▶ **MATERIALS PROVIDED**:
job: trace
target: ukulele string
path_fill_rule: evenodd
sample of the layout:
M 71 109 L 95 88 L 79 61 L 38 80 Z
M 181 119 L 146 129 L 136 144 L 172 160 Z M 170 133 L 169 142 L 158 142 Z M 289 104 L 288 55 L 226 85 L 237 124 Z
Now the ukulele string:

▶ **TASK TO CARRY OUT**:
Rewrite the data above with every "ukulele string" swapped for "guitar string", and leave everything else unchanged.

▶ **SOLUTION TO THE EXERCISE**:
job: trace
target: guitar string
path_fill_rule: evenodd
sample of the layout:
M 71 109 L 95 88 L 79 61 L 38 80 Z
M 181 119 L 146 129 L 136 144 L 172 160 Z M 170 133 L 169 142 L 158 142 Z M 289 104 L 288 55 L 226 85 L 237 124 Z
Now the guitar string:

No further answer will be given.